▸ **Aim of the task**:
Transcribe the passage of the Volga famine essay below between "The Tsarist government’s" and "form voluntary organizations.", inclusive.

▸ **Source extract**:
TOLSTOY, LENIN AND THE VOLGA FAMINE

Written by Vladimir Moss

TOLSTOY, LENIN AND THE VOLGA FAMINE

 

     The Tsarist government’s lack of support at the local level was glaringly revealed during the Volga famine of summer, 1891, which was caused by severe frosts in the winter followed by drought in the spring, and “exacerbated by the policy to finance industrialization by borrowing, which in turn had to be paid for by selling grain abroad.”[1] Covering an area twice the size of France, the famine together with the consequent cholera and typhus had killed half a million people by the end of 1892. On November 17, the government appointed the Tsarevich Nicholas as president of a special commission to provide help to the suffering, and was forced to appeal to the public to form voluntary organizations.

 

     At the height of the crisis, in October, 1891, Elder Ambrose of Optina died; and with his passing it seemed as if the revolutionary forces, which had been restrained for a decade, came back to life. They were led now by a privileged noble, the writer Count Lev Tolstoy, whom St. Ambrose had called “very proud” and who now joined the relief campaign. Under his influence the lawful expression of compassion for the poor in response to the state’s appeal was turned into an unlawful attack on the very foundations of that state.

 

     “With his two eldest daughters,” writes Oliver Figes, “he organized hundreds of canteens in the famine region, while Sonya, his wife, raised money from abroad. ‘I cannot describe in simple words the utter destitution and suffering of these people,’ he wrote to her at the end of October 1891. According to the peasant Sergei Semenov, who was a follower of Tolstoy and who joined him in his relief campaign, the great writer was so overcome by the experience of the peasants’ sufferings that his beard went grey, his hair became thinner and he lost a great deal of weight. The guilt-ridden Count blamed the famine crisis on the social order, the Orthodox Church and the government. ‘Everything has happened because of our own sin,’ he wrote to a friend in December. ‘We have cut ourselves off from our own brothers, and there is only one remedy – by repentance, by changing our lives, and by destroying the walls between us and the people.’ Tolstoy broadened his condemnation of social inequality in his essay ‘The Kingdom of God’ (1892) and in the press. His message struck a deep chord in the moral conscience of the liberal public, plagued as they were by feelings of guilt on account of their privilege and alienation from the peasantry. Semenov captured this sense of shame when he wrote of the relief campaign: ‘With every day the need and misery of the peasants grew. The scenes of starvation were deeply distressing, and it was all the more disturbing to see that amidst all this suffering and death there were sprawling estates, beautiful and well-furnished manors, and that the grand old life of the squires, with its jolly hunts and balls, its banquets and its concerts, carried on as usual.’ For the guilt-ridden liberal public, serving ‘the people’ through the relief campaign was a means of paying off their ‘debt’ to them. And they now turned to Tolstoy as their moral leader and their champion against the sins of the old regime. His condemnation of the government turned him into a public hero, a man of integrity whose word could be trusted as the truth on a subject which the regime had tried so hard to conceal.”[2]

 

     Already for over a decade, Tolstoy had abandoned his profession of a writer, for which everyone admired him and which gave him and millions of readers in many countries deep pleasure, for that of a false prophet who undermined the faith of millions in the true meaning of the Gospel. In a series of publications, Tolstoy denied all the dogmas of the Christian Faith, including the Trinity and the Divinity of Christ, and every miraculous element in the Bible. The only part of the Gospel that he clung to was the Sermon on the Mount – but interpreted in a perverse way that led him to denounce property as theft, sexual activity as evil even in marriage, and all governments, armies and penal systems as unnecessary evils that only engendered further evils. While preaching poverty and love, he failed to practice what he preached in his own life, to the great distress of his wife and family; and while his work in relieving the effects of the famine was undoubtedly good, the use he made of the publicity he received from it was no less undoubtedly evil.

▸ **Data extract**:
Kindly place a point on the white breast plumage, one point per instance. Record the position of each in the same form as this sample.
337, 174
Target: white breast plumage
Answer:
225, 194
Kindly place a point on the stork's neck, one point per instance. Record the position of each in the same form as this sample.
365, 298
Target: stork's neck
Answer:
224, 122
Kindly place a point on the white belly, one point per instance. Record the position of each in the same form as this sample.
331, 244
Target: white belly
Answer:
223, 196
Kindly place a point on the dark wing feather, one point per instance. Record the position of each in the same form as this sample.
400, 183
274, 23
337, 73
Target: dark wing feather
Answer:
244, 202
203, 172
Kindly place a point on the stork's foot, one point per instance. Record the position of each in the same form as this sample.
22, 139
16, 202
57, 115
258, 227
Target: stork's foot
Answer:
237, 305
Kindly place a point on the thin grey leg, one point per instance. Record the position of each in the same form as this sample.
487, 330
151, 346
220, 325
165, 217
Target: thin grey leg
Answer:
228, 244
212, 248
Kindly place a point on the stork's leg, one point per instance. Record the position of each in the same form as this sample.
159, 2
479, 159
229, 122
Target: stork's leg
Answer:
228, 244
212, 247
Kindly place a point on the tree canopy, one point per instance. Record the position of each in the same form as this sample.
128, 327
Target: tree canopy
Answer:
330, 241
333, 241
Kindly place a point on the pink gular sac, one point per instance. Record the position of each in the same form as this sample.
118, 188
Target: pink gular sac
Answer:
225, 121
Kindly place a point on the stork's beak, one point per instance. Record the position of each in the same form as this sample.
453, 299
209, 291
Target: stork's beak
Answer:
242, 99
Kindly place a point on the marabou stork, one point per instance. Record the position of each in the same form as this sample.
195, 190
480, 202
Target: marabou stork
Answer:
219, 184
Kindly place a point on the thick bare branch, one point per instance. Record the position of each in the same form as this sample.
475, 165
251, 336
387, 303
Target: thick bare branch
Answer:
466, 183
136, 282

▸ **Answer below**:
The Tsarist government’s lack of support at the local level was glaringly revealed during the Volga famine of summer, 1891, which was caused by severe frosts in the winter followed by drought in the spring, and “exacerbated by the policy to finance industrialization by borrowing, which in turn had to be paid for by selling grain abroad.”[1] Covering an area twice the size of France, the famine together with the consequent cholera and typhus had killed half a million people by the end of 1892. On November 17, the government appointed the Tsarevich Nicholas as president of a special commission to provide help to the suffering, and was forced to appeal to the public to form voluntary organizations.